Perderse en un mapa
Los mapas tienen una extraña fascinación. Recorrerlos con la mirada es dar un paseo por la mente de sus autores y la época que los vieron nacer, dejarse arrastrar por el deambular de quien fuera su dueño y caminar por una ciudad que ya no existe, que quizá nunca existió, y de la que sólo nos queda un papel lleno de líneas y garabatos como testimonio.
Porque de alguna forma los mapas son también ilustraciones. Una idea que alguien plasmó para invitarnos a viajar y adentrarnos en un mundo que es pura abstracción. Una forma gráfica y bella de representar, que da cuenta de la realidad pero también de la fantasía.
Los primeros mapas de América conjugan de forma maravillosa y sorprendente ambos aspectos. Para entenderlos de partida hay que intentar imaginar lo que debe haber significado para los europeos del siglo XV la noticia de que más allá del mar había un continente desconocido. No es fácil. Centenares de civilizaciones que habían creado, soñado y orado lejos de su mirada. Millones de seres humanos regidos por sus propias leyes, costumbres y cosmologías. Probablemente ha sido lo más cercano a un encuentro del tercer tipo que ha vivido la humanidad.
Pero América fue América recién cuando alguien fue capaz de dibujarla. En 1507 el cartógrafo alemán Martín Waldseemüller trazó por primera vez el contorno aun difuso del continente, rodeado de agua y totalmente separado de Asia, y escribió su nombre. Gracias a la imprenta la denominación e imagen de este «nuevo» mundo comenzó a masificarse y a existir en el imaginario de los europeos.

▶ Tarea planteada 1
Muestra cada línea del listado que contenga la palabra "background", distinguiendo entre mayúsculas y minúsculas.
El texto y el listado no guardan relación entre sí.

Datos de detección de objetos
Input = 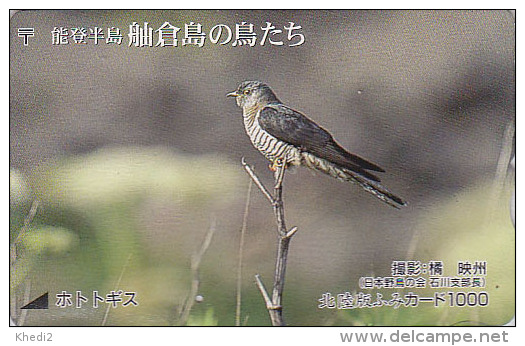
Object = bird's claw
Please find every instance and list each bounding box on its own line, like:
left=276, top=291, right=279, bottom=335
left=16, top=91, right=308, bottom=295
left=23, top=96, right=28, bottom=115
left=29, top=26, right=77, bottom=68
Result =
left=269, top=159, right=283, bottom=172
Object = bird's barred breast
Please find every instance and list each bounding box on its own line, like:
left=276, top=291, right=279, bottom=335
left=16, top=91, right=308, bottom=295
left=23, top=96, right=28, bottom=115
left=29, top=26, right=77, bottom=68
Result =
left=244, top=111, right=300, bottom=162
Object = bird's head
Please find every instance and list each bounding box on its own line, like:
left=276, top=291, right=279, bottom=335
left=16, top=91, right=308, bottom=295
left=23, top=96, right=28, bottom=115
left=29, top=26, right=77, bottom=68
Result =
left=226, top=81, right=280, bottom=108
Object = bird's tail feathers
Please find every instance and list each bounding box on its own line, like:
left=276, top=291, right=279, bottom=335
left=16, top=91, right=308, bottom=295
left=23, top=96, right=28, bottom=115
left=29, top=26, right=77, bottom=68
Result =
left=304, top=155, right=407, bottom=209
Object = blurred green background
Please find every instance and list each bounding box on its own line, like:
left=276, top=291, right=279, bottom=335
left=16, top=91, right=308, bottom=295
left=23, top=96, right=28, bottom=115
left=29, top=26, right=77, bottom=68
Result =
left=9, top=11, right=515, bottom=326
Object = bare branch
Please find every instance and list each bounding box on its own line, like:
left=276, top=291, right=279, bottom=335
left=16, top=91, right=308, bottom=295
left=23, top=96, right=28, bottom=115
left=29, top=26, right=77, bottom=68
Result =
left=242, top=158, right=297, bottom=326
left=255, top=274, right=272, bottom=309
left=178, top=217, right=216, bottom=326
left=241, top=157, right=275, bottom=204
left=235, top=179, right=253, bottom=327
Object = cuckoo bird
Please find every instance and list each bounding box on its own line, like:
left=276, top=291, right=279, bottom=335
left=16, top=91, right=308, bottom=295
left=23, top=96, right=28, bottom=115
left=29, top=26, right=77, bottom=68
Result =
left=227, top=81, right=406, bottom=208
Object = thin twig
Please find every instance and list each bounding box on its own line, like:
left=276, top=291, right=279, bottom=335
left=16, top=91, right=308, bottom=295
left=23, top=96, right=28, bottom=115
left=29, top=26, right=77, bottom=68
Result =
left=255, top=274, right=273, bottom=310
left=241, top=157, right=275, bottom=204
left=178, top=217, right=216, bottom=326
left=242, top=158, right=297, bottom=326
left=235, top=179, right=253, bottom=327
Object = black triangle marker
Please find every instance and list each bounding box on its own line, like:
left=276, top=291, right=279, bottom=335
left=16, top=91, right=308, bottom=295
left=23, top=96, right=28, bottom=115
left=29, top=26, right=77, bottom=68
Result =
left=20, top=292, right=49, bottom=309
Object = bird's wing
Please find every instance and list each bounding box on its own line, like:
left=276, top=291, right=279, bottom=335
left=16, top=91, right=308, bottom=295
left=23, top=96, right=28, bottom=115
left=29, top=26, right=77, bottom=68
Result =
left=259, top=104, right=384, bottom=181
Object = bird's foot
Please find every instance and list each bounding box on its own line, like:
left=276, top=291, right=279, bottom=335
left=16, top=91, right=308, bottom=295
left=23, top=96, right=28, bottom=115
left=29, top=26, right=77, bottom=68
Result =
left=268, top=159, right=283, bottom=172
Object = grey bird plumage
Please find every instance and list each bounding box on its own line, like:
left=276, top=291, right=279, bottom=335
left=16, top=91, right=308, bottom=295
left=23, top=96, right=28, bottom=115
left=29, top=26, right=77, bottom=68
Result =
left=227, top=81, right=406, bottom=208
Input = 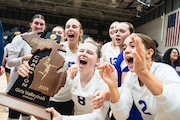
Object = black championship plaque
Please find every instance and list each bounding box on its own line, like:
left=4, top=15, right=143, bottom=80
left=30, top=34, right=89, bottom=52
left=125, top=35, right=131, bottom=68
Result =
left=0, top=33, right=67, bottom=120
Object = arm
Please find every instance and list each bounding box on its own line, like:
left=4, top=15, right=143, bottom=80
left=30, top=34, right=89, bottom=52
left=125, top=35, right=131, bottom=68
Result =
left=46, top=101, right=109, bottom=120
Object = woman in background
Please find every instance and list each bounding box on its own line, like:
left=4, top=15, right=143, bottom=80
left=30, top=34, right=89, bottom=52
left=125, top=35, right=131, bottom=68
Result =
left=163, top=48, right=180, bottom=76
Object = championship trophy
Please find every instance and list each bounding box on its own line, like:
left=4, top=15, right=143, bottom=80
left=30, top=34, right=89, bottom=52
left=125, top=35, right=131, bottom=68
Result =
left=0, top=33, right=67, bottom=120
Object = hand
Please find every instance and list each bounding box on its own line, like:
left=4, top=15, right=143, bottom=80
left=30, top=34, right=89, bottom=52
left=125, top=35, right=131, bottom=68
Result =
left=91, top=91, right=105, bottom=109
left=46, top=107, right=63, bottom=120
left=17, top=61, right=30, bottom=77
left=130, top=34, right=148, bottom=73
left=67, top=64, right=78, bottom=79
left=22, top=54, right=32, bottom=61
left=0, top=66, right=4, bottom=76
left=99, top=63, right=118, bottom=88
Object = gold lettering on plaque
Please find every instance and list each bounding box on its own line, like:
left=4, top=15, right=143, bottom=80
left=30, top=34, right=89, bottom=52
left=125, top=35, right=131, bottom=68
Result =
left=38, top=57, right=57, bottom=80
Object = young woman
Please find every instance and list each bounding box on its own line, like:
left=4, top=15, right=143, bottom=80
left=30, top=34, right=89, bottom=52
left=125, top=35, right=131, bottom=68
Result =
left=99, top=34, right=180, bottom=120
left=50, top=26, right=65, bottom=43
left=100, top=21, right=120, bottom=65
left=7, top=14, right=46, bottom=120
left=19, top=38, right=109, bottom=120
left=49, top=18, right=83, bottom=115
left=163, top=48, right=180, bottom=76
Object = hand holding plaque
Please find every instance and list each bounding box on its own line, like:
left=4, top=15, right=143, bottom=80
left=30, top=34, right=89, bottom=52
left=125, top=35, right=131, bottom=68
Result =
left=0, top=33, right=67, bottom=119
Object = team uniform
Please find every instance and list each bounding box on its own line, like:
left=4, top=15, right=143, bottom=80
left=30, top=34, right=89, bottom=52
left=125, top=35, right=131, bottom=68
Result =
left=100, top=42, right=120, bottom=65
left=63, top=70, right=110, bottom=120
left=49, top=41, right=82, bottom=115
left=111, top=62, right=180, bottom=120
left=7, top=35, right=32, bottom=118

▶ Tarea planteada 2
Resume en dos oraciones el texto sobre los mapas.

▶ Resultado esperado 1
Object = blurred green background
Object = woman in background

▶ Resultado esperado 2
Los mapas tienen una extraña fascinación: recorrerlos es pasear por la mente de sus autores y su época, y, como ilustraciones, dan cuenta de la realidad y también de la fantasía. Los primeros mapas de América conjugan ambos aspectos, y en 1507 el cartógrafo alemán Martín Waldseemüller trazó por primera vez el contorno del continente, separado de Asia, y escribió su nombre, que gracias a la imprenta comenzó a masificarse entre los europeos.